## EXTRAIT PROPOSÉ
Dans le Domain Driven Design, l'architecture est généralement organisée en quatre couches principales, qui correspondent aux différentes responsabilités du système. Cette organisation en couches favorise la séparation des préoccupations, la modularité et la maintenabilité du code. Voici les quatre couches principales utilisées dans le DDD :

Couche de présentation (Presentation Layer)

La couche de présentation est responsable de l'interaction avec l'utilisateur et de la présentation des données. Elle comprend les interfaces utilisateur (UI), les contrôleurs, les vues et les modèles de vues (ViewModels). Cette couche est conçue pour être indépendante de la logique métier et de la persistance des données, en se concentrant uniquement sur la manière dont les données sont affichées et les actions de l'utilisateur sont traitées.

Couche d'application (Application Layer)

La couche d'application sert de pont entre la couche de présentation et la couche de domaine. Elle coordonne les interactions entre les composants de la couche de présentation et les éléments du domaine, en orchestrant les opérations métier et en assurant la gestion des transactions. La couche d'application encapsule la logique des processus métier de haut niveau, mais ne contient pas de règles métier spécifiques, qui sont gérées par la couche de domaine.

Couche de domaine (Domain Layer)

La couche de domaine est au cœur du DDD et contient les modèles, les entités, les agrégats, les répertoires, les services et les autres éléments définis par les blocs de construction du DDD. Cette couche est responsable de l'implémentation des règles métier et de la garantie de la cohérence et de l'intégrité des données. La couche de domaine est indépendante des autres couches et ne doit pas dépendre directement de la couche de présentation, de l'infrastructure ou des détails de persistance.

Couche d'infrastructure (Infrastructure Layer)

La couche d'infrastructure fournit les services techniques et les utilitaires nécessaires pour soutenir les autres couches, tels que la persistance des données, la communication réseau, la gestion des fichiers, la journalisation, etc. Cette couche est conçue pour être flexible et extensible, en permettant aux développeurs de remplacer ou d'ajouter des services d'infrastructure sans affecter la logique métier ou l'architecture du système.

En utilisant cette architecture en couches, les développeurs peuvent créer des systèmes modulaires et évolutifs qui séparent clairement les différentes responsabilités et préoccupations. Cela facilite la maintenance, l'extension et la réutilisation du code, tout en garantissant que la logique métier est correctement encapsulée et protégée des détails techniques et des changements d'implémentation.

## DONNÉES FOURNIES
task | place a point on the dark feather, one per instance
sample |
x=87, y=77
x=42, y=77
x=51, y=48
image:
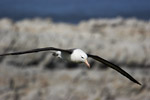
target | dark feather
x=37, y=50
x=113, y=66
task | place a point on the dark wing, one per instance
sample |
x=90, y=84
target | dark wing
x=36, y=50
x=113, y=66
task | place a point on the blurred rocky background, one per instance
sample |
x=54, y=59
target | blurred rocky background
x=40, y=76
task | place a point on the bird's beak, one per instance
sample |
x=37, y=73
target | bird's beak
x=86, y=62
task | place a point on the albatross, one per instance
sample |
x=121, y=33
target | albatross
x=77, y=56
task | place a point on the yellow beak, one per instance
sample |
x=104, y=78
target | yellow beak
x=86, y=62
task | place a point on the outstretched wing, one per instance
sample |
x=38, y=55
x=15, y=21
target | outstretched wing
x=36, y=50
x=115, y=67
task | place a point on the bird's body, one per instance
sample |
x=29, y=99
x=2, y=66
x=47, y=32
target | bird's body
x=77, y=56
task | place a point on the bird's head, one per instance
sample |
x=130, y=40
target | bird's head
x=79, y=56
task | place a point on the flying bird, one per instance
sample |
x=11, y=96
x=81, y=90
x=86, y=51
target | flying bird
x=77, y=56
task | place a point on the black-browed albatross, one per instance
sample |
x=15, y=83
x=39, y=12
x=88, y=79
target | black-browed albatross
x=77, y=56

## ÉNONCÉ DE L'EXERCICE
Poursuivez l'extrait sur les quatre couches du Domain Driven Design après sa dernière phrase. La liste n'a aucun rapport avec l'extrait sur les couches du Domain Driven Design.

## RÉPONSE ATTENDUE
B. Collaboration entre contextes limités

Dans un système complexe, il est souvent nécessaire de gérer les interactions entre les différents contextes limités. Le DDD propose plusieurs stratégies de collaboration entre contextes limités pour assurer une communication efficace et cohérente entre les sous-domaines, tout en préservant leur autonomie et leur indépendance. Voici quelques-unes des principales stratégies de collaboration entre contextes limités :

Intégration par événements (Event-Driven Integration)

L'intégration par événements consiste à utiliser des événements de domaine pour propager les changements d'état entre les contextes limités. Cette approche permet de découpler les sous-domaines, en réduisant les dépendances directes et en favorisant une architecture plus modulaire et adaptable. L'intégration par événements est particulièrement utile pour les systèmes distribués, les microservices ou les applications basées sur des architectures réactives.

Services partagés (Shared Services)

Les services partagés sont des composants qui fournissent des fonctionnalités communes ou des services de support aux différents contextes limités. Ils permettent de centraliser et de réutiliser la logique métier ou les services d'infrastructure, en évitant la duplication du code et en facilitant la maintenance. Les services partagés doivent être conçus pour être indépendants des contextes limités spécifiques, en fournissant des interfaces génériques et en respectant les principes de la séparation des préoccupations.

Anti-Corruption Layer (ACL)

L'Anti-Corruption Layer est une couche d'adaptation qui sert de barrière entre les contextes limités pour prévenir les dépendances directes et protéger les modèles internes de chaque contexte limité. L'ACL traduit les messages, les requêtes et les commandes entre les contextes limités, en assurant que les conventions, les règles et les modèles de chaque contexte sont respectés. Cette approche permet de préserver l'autonomie et la cohérence des modèles de chaque contexte limité, tout en facilitant la communication et la collaboration entre les sous-domaines.

Conformiste (Conformist)

Le conformiste est une stratégie de collaboration qui consiste à adapter un contexte limité pour qu'il se conforme aux modèles, aux conventions et aux règles d'un autre contexte limité. Cette approche est utile lorsque l'interopérabilité et la cohérence entre les contextes limités sont plus importantes que l'autonomie et l'indépendance des modèles. Le conformiste peut simplifier la communication et réduire les coûts d'intégration, mais il peut égalemet entraîner des compromis en termes de flexibilité et de maintenabilité.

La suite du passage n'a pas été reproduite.